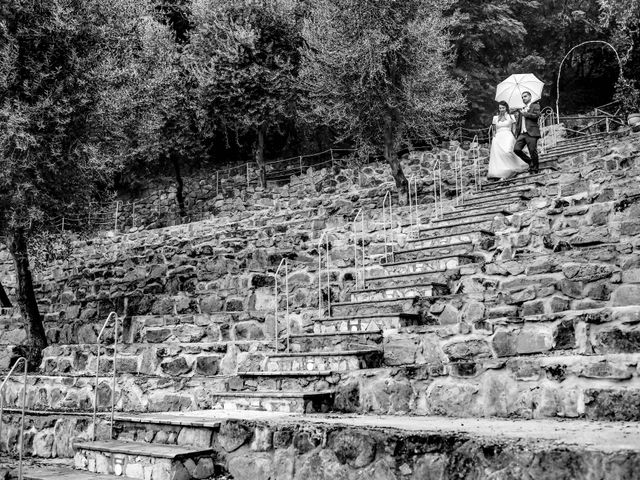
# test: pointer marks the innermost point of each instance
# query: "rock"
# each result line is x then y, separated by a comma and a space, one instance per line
626, 295
586, 272
232, 436
430, 466
355, 449
605, 369
530, 341
467, 349
207, 365
504, 343
200, 437
251, 466
320, 465
401, 349
204, 469
617, 341
612, 404
176, 367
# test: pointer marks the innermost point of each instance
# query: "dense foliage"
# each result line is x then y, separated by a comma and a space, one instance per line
98, 95
378, 71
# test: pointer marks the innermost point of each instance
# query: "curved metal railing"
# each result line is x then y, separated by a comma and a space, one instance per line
24, 401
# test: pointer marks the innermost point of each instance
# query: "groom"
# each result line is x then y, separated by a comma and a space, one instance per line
528, 132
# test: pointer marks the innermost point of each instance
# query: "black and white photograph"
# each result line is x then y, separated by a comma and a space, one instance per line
319, 239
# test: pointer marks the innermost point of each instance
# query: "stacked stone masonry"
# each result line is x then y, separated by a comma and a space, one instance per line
523, 301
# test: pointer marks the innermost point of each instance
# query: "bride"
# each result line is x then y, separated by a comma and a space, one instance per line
503, 163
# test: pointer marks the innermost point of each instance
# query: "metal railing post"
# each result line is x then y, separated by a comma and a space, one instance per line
284, 262
354, 229
22, 414
113, 389
387, 244
324, 236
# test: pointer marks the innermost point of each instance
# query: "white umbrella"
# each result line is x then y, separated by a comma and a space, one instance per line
510, 90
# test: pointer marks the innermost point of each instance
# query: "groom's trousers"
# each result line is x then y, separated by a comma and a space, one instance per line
532, 145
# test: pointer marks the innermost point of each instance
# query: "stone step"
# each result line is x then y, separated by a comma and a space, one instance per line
481, 205
381, 280
523, 179
274, 401
569, 149
428, 264
456, 248
346, 340
505, 191
145, 460
462, 216
460, 227
137, 359
399, 291
371, 323
429, 447
336, 361
482, 237
61, 473
584, 138
198, 328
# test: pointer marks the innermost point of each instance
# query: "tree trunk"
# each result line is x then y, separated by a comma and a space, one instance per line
179, 184
392, 159
259, 155
4, 298
26, 297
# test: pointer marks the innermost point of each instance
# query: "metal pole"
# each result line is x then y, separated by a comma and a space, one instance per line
275, 320
320, 277
286, 287
326, 239
113, 389
24, 402
115, 226
363, 247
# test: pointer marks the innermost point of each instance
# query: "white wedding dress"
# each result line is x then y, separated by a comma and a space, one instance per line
503, 163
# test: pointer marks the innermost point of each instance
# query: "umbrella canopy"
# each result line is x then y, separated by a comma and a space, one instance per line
510, 90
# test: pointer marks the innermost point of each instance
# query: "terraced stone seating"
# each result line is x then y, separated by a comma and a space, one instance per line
521, 302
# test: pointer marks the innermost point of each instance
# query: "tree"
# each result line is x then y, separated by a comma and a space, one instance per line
154, 93
52, 120
245, 56
378, 70
487, 36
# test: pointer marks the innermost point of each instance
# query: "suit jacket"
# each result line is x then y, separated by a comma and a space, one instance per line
530, 120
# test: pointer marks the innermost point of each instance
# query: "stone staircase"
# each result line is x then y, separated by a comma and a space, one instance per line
475, 314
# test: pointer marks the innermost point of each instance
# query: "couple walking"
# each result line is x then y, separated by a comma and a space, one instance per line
512, 133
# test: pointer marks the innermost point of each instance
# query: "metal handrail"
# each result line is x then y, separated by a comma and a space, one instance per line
24, 401
355, 246
284, 262
386, 209
413, 201
324, 235
457, 172
474, 152
437, 188
113, 388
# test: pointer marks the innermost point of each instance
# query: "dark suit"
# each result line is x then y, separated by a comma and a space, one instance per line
530, 137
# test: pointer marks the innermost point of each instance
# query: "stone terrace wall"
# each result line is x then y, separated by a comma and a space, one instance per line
205, 194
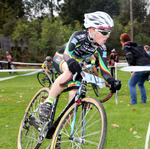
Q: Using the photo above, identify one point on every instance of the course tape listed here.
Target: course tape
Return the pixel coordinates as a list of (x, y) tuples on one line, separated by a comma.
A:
[(6, 78), (20, 63)]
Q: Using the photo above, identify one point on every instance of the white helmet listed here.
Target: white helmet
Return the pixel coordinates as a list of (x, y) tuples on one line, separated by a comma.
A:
[(48, 58), (98, 20)]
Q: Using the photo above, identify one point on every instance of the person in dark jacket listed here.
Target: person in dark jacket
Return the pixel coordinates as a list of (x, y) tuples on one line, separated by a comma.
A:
[(112, 59), (135, 56)]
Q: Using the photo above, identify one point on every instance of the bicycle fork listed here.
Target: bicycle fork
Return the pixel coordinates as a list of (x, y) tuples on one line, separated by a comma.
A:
[(78, 140)]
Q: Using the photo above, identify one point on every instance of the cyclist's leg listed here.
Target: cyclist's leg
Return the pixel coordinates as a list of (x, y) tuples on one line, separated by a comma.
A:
[(30, 133), (56, 89)]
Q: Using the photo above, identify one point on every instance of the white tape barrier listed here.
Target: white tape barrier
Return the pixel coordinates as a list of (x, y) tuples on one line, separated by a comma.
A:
[(118, 65), (6, 78), (147, 137), (20, 63), (16, 70), (135, 68)]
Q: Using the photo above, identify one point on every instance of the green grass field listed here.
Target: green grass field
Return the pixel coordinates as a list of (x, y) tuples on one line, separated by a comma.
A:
[(131, 121)]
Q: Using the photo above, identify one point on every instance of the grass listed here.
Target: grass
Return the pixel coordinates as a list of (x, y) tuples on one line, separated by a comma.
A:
[(16, 93)]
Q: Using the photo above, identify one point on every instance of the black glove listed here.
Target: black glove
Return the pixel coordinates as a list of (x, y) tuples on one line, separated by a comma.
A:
[(74, 66), (115, 85)]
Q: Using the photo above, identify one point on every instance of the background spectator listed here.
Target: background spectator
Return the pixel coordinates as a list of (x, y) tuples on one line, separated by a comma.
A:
[(135, 56), (147, 49), (9, 59), (1, 59), (112, 59)]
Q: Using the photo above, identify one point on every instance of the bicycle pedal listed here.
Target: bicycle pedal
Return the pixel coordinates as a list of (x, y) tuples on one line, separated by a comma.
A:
[(43, 119)]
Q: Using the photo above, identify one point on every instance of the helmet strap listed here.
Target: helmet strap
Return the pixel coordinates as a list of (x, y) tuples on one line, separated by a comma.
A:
[(92, 36)]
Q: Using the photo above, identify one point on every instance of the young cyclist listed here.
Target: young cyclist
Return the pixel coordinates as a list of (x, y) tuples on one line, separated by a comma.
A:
[(80, 45)]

* [PROBLEM DETAILS]:
Tally the lines of the listing that hold the string "umbrella", then reply with that number alone.

* [OUTPUT FOR THIS EXERCISE]:
2